**Set problem**
Repeat the article below on data selection and uncertainty estimation word for word, from its title through its final line.

**Reading text**
## BEGIN
The importance of data selection and uncertainty estimation

Data is key to the development of automated driving functions. In this article, Dr. Nico Schmidt, Machine Learning Architect at CARIAD, explains how we use data sets to train machine learning models, determine uncertainty and, ultimately, develop enhanced customer features.

  • Technology
data selection and uncertainty estimation

At CARIAD, we use data sets for training and testing machine learning models, and ensure that they’re as diverse as possible with respect to traffic scenarios, regions and environmental conditions, for example. In this way, we can cover a larger application space and test that our ADAS/AD functions work in the places and situations where we want to deploy them.

We’re particularly interested in discovering and iteratively training data that improves model performance the most. We can then gradually select new data and add it to the training set to refine our model over time. This is accompanied by corner case detection, which even ensure that we have appropriate measures once we get out of our operational domain. Ultimately, we can develop new perception functions or expand existing functions by creating new data sets with scenario-based triggers and retrieval methods.

But first of all, let’s start with the basics.

Where do we find data?
## END
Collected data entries
## BEGIN
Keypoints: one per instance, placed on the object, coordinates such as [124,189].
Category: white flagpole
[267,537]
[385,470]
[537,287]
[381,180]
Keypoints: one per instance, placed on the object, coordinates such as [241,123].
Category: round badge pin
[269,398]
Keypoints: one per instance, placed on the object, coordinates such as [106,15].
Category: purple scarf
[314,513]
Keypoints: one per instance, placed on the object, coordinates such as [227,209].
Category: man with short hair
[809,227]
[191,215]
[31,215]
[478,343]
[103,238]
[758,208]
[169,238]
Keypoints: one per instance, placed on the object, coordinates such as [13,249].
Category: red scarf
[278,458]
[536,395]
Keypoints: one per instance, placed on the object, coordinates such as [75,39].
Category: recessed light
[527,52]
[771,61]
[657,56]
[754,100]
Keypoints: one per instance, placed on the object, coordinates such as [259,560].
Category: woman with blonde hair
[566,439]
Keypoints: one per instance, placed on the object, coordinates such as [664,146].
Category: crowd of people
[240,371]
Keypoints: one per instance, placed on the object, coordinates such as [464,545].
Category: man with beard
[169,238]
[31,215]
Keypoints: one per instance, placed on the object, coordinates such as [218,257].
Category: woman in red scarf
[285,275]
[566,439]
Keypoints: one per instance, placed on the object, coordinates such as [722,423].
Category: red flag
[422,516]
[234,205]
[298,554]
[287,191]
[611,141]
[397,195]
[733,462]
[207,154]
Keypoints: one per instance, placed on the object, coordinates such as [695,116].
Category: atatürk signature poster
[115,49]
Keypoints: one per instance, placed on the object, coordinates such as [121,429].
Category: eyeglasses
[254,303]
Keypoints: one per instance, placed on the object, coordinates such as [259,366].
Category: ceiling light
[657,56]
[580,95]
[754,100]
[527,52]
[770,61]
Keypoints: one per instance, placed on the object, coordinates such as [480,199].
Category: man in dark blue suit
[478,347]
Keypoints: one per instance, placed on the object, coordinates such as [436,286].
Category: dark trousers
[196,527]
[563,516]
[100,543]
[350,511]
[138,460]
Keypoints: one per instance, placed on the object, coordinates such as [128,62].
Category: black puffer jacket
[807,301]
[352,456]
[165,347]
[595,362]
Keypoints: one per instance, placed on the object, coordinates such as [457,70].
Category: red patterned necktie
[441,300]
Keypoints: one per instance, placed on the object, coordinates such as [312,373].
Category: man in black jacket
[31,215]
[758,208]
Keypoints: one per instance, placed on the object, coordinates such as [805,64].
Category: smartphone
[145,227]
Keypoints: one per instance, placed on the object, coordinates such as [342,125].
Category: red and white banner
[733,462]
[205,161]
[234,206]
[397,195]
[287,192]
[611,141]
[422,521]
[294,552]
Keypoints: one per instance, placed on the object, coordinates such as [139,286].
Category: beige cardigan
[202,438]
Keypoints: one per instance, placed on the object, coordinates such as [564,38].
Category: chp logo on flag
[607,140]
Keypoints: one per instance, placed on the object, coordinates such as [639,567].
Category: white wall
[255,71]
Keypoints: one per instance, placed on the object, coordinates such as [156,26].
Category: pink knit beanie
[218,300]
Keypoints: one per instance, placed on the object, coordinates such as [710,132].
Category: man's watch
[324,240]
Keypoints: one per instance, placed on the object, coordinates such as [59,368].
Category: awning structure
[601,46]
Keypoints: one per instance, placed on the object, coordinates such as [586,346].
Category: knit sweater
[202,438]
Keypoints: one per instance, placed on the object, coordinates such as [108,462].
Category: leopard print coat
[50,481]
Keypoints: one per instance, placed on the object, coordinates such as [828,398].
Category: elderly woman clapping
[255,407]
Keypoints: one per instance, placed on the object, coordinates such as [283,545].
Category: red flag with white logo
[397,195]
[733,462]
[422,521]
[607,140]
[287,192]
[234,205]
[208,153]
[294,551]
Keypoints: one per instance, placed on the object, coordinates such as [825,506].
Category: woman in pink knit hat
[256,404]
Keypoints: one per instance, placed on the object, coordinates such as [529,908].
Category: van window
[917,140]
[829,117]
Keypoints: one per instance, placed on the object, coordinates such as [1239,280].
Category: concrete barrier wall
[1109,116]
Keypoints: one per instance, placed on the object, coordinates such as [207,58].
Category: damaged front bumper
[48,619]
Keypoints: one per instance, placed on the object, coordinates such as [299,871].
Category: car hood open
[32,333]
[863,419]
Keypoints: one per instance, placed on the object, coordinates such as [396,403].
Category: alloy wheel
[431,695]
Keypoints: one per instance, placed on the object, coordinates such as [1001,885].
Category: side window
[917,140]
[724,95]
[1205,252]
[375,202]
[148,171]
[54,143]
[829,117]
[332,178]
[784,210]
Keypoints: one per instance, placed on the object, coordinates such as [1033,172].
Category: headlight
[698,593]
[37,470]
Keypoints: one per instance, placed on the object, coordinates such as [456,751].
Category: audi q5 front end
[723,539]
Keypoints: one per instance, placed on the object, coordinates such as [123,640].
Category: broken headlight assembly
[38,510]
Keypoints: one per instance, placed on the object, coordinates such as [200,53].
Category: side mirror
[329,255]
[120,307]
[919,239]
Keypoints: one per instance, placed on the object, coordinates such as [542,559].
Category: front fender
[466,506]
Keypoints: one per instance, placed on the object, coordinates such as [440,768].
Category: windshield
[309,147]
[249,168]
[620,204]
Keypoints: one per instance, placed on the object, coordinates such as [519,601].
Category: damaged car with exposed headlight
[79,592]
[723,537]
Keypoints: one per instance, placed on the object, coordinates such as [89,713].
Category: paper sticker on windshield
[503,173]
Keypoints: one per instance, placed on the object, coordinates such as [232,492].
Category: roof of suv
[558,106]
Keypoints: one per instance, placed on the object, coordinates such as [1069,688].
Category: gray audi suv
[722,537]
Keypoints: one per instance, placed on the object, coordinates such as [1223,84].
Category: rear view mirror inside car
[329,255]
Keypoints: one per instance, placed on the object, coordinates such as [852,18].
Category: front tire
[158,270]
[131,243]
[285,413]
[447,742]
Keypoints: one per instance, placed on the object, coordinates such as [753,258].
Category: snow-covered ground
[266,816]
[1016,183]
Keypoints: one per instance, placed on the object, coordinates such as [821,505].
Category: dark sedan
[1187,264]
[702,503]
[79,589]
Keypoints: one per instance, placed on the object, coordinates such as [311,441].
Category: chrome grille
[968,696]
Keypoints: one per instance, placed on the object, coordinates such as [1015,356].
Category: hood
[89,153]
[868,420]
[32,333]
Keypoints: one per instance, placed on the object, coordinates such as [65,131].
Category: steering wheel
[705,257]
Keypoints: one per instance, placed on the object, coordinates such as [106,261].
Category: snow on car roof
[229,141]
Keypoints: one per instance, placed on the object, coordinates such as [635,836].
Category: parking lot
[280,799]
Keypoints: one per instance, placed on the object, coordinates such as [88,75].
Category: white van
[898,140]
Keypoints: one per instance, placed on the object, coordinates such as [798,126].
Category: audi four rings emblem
## END
**Written response**
The importance of data selection and uncertainty estimation

Data is key to the development of automated driving functions. In this article, Dr. Nico Schmidt, Machine Learning Architect at CARIAD, explains how we use data sets to train machine learning models, determine uncertainty and, ultimately, develop enhanced customer features.

  • Technology
data selection and uncertainty estimation

At CARIAD, we use data sets for training and testing machine learning models, and ensure that they’re as diverse as possible with respect to traffic scenarios, regions and environmental conditions, for example. In this way, we can cover a larger application space and test that our ADAS/AD functions work in the places and situations where we want to deploy them.

We’re particularly interested in discovering and iteratively training data that improves model performance the most. We can then gradually select new data and add it to the training set to refine our model over time. This is accompanied by corner case detection, which even ensure that we have appropriate measures once we get out of our operational domain. Ultimately, we can develop new perception functions or expand existing functions by creating new data sets with scenario-based triggers and retrieval methods.

But first of all, let’s start with the basics.

Where do we find data?